Revise the material from the line with "101, 453, 279]]." to the line with "[[0, 0, 557, 268]]", swapping "garden soil" for "potting soil" and leaving everything else as it is. Return only those lines.

#### Stored data:
....

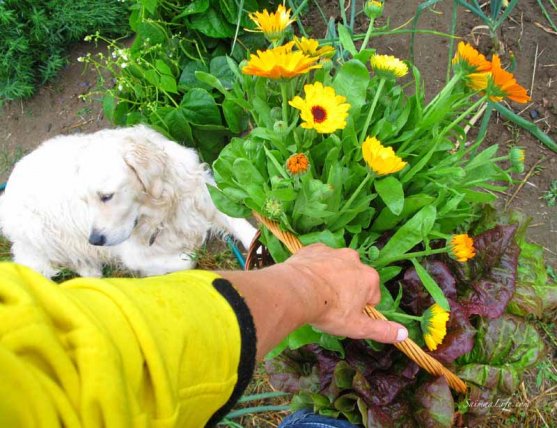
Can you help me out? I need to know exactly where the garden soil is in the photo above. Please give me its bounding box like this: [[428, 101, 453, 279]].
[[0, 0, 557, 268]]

....

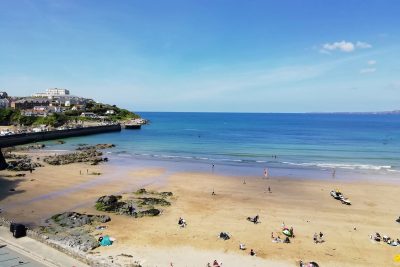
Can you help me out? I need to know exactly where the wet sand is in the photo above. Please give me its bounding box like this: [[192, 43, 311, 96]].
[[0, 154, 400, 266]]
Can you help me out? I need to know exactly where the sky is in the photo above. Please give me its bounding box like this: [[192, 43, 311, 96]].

....

#### Answer to this exercise:
Can you help me out? I need to know exactly where the potting soil is in the photo above. Please give me its bounding box like this: [[428, 101, 453, 279]].
[[0, 0, 557, 268]]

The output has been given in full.